---------- Exercise data ----------
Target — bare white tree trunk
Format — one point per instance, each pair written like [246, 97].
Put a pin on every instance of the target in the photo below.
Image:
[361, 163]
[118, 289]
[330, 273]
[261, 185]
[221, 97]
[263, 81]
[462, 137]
----------
The problem —
Copy all the entries verbatim.

Exercise answer —
Target — bare white tree trunk
Format — one point per instance, each pair written like [246, 97].
Put a pin on every instance of the target in the photo below.
Image:
[361, 163]
[118, 289]
[330, 273]
[261, 185]
[221, 97]
[263, 81]
[462, 137]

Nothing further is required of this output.